→ **PROMPT 1**: Locate each line in the records below that contains the word "wall", and copy those lines out.

→ **EXCERPTED TEXT**:
--------------------------------
New Last.fm Dataset 2020 for music auto-tagging purposes. This dataset is based on the concept of the original Last.fm Dataset which is based on the Million Song Dataset. This dataset is a by-product of my masters's thesis (see repository).
There are 122877 tracks and 100 tags in the dataset. For each track, you can find metadata (Last.fm track URL, Spotify MP3 Preview URL for download, ...).
These instructions will help you to get familiar with the concept of this dataset.
You will need any tool which is capable to work with SQlite databases (eg. sqlite3 for Python).
The main file of the dataset is located at datasets\lastfm_dataset_2020\lastfm_dataset_2020.db. Feel free to use this file in any way you want. As said above -> it is SQlite database and I am sure that the internal structure of the DB file will be piece of cake for you. There are two tables in the database file - metadata (contains metadata such as id_dataset, url_lastfm, url_spotify_preview) and tags (one-hot coding of 100 tags for each track).
--------------------------------
→ **PROVIDED RECORDS**:

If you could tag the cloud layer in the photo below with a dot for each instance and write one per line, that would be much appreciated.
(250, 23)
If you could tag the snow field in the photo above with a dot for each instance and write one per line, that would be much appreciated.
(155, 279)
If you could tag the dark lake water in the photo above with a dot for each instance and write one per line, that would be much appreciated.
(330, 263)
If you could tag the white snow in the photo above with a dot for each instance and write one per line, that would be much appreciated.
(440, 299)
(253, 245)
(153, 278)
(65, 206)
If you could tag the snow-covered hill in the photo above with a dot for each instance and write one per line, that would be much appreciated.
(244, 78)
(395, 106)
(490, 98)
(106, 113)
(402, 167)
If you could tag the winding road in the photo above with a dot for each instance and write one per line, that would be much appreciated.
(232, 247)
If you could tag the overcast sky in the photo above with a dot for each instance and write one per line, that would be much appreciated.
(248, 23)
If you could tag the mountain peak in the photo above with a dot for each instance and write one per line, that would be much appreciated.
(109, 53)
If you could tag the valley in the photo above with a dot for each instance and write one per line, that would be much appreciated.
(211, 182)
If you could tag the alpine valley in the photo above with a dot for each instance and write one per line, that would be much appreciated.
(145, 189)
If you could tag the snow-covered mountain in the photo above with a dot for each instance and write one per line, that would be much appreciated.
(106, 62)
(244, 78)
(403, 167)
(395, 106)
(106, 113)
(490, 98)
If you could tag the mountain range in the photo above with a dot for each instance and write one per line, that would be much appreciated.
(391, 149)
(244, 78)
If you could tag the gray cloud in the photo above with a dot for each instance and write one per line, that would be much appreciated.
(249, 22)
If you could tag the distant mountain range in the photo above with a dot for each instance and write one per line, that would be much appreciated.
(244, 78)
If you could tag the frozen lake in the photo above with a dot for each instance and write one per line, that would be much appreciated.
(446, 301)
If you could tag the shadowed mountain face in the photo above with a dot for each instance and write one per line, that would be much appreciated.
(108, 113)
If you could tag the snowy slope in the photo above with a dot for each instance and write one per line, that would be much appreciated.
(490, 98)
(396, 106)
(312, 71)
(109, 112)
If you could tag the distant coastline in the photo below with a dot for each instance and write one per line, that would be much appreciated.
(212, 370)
--------------------------------
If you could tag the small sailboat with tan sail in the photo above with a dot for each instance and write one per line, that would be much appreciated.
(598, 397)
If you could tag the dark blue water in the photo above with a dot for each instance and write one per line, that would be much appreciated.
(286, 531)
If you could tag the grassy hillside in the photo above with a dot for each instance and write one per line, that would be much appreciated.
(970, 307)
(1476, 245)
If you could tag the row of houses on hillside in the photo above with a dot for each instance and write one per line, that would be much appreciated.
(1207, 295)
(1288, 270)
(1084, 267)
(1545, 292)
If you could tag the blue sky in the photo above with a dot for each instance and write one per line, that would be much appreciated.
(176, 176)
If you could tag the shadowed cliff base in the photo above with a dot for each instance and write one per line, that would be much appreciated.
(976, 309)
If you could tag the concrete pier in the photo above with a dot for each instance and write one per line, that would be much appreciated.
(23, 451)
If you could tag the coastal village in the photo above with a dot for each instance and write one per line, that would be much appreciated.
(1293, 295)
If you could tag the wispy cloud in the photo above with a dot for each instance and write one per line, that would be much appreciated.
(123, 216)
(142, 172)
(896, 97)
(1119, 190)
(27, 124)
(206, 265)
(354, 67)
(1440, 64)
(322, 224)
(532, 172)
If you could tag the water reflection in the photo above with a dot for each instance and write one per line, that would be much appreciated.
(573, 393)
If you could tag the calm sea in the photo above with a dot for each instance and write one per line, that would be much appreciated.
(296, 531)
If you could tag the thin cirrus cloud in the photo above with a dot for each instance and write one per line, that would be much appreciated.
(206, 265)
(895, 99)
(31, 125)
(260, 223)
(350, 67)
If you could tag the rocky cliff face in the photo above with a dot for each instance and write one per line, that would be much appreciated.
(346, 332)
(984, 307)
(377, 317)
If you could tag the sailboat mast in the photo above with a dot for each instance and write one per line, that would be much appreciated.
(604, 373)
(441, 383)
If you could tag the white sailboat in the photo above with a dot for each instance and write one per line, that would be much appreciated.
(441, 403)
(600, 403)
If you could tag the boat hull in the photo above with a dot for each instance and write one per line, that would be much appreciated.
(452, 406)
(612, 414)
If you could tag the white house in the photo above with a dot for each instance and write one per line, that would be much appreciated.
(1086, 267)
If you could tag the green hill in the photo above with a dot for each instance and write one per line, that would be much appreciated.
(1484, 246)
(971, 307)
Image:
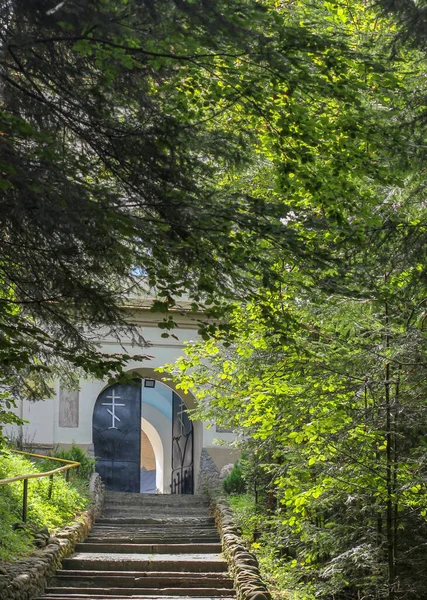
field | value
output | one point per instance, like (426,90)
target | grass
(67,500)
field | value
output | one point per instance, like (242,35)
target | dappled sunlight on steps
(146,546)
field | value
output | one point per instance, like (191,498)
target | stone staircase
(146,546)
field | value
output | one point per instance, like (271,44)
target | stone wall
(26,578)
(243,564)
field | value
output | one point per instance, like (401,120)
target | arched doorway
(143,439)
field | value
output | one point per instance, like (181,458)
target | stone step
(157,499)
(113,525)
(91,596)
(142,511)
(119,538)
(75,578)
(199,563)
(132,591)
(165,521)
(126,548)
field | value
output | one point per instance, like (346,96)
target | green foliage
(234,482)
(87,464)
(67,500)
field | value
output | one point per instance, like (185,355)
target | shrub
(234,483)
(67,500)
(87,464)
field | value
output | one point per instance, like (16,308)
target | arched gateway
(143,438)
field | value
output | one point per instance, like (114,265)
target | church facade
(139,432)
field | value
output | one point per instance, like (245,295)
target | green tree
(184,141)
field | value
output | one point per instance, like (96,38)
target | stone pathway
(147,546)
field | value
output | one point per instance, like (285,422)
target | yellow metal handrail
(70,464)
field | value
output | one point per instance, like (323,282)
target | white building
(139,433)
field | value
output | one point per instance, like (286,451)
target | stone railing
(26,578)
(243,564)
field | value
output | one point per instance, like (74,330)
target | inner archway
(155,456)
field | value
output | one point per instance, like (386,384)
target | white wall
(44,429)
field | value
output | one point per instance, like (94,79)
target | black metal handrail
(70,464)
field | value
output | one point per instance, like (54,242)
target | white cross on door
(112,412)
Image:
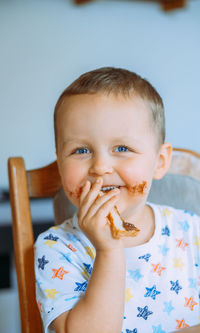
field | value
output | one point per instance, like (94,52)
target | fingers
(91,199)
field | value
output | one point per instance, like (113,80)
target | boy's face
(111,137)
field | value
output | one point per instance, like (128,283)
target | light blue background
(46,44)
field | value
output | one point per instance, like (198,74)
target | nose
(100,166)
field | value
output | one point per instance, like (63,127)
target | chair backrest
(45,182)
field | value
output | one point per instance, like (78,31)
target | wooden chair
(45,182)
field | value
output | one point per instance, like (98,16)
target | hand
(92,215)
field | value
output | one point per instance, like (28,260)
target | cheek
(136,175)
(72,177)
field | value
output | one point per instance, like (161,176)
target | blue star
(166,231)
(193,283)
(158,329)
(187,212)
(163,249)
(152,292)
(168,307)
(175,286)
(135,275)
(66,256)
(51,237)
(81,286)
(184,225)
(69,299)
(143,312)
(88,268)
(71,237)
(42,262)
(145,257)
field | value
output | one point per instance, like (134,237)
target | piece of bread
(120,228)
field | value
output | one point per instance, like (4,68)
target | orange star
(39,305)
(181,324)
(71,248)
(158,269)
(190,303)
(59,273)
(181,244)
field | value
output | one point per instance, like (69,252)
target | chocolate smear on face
--------------------------------
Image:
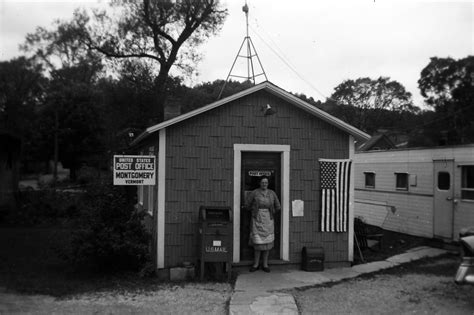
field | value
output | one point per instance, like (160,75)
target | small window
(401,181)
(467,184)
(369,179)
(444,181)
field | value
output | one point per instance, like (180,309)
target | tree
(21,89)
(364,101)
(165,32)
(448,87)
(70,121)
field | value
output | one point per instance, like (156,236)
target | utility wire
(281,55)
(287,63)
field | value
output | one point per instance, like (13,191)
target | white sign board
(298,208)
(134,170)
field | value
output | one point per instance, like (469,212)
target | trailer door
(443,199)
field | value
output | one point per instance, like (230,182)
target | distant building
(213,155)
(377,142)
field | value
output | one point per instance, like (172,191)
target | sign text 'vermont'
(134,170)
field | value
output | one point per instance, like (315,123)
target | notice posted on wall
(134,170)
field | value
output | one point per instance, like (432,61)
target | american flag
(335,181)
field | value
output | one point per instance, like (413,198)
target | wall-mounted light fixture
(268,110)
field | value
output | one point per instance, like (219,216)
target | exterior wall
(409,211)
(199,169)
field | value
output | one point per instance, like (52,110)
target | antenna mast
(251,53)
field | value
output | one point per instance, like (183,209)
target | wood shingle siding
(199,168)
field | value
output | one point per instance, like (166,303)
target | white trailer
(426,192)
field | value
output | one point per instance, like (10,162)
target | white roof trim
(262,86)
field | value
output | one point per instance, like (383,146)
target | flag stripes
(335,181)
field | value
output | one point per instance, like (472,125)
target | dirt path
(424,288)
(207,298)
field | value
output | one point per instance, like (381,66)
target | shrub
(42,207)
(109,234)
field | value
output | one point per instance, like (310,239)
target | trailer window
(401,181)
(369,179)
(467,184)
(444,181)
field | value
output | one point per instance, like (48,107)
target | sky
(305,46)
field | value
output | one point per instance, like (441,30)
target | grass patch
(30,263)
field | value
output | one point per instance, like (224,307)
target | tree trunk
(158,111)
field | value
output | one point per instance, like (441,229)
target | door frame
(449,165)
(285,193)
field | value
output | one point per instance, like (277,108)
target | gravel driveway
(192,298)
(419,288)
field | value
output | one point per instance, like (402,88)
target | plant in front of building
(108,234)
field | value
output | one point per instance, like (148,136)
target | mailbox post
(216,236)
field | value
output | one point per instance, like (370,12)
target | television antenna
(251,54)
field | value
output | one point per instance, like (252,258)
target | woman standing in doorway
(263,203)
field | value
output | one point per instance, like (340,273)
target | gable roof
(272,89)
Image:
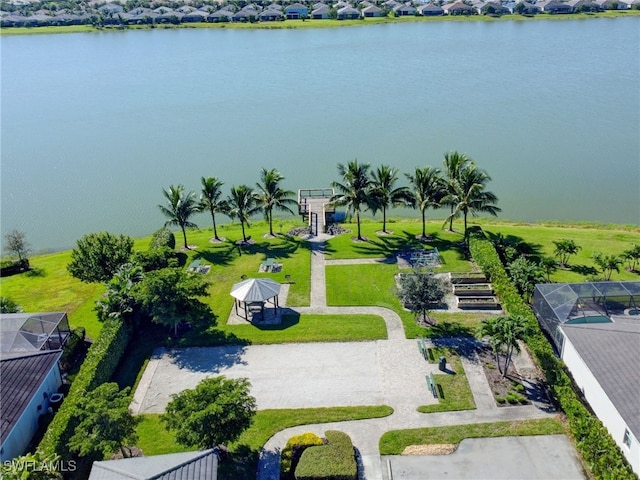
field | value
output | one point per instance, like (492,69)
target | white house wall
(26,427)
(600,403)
--------------------------------
→ **PROMPT 2**: Pick up the description of the Last.fm Dataset 2020 after its last sentence and continue it.

→ **EXERCISE RESULT 1**:
target | stone wall
target | white wall
target | notice posted on wall
target | wall-mounted light fixture
target | exterior wall
target | white house wall

→ **EXERCISE RESULT 2**:
In the root folder, you can find Python script dataset_lastfm.py which I created for building this dataset during my thesis. You can use this script to download Spotifiy Preview MP3 files. You can also use this script to convert MP3 previews to WAV. And in the end, you can use this script to compute Mel Spectrogram for each track as proposed in the most of the auto-tagging related works.
You just need to use this script in this way:
python dataset_lastfm.py --help
python dataset_lastfm.py --download_spotify_preview
python dataset_lastfm.py --convert_to_wav
python dataset_lastfm.py --compute_melgram
You can get more info about this script in my master's thesis repository.
This project is licensed under the MIT License - see the LICENSE.md file for details.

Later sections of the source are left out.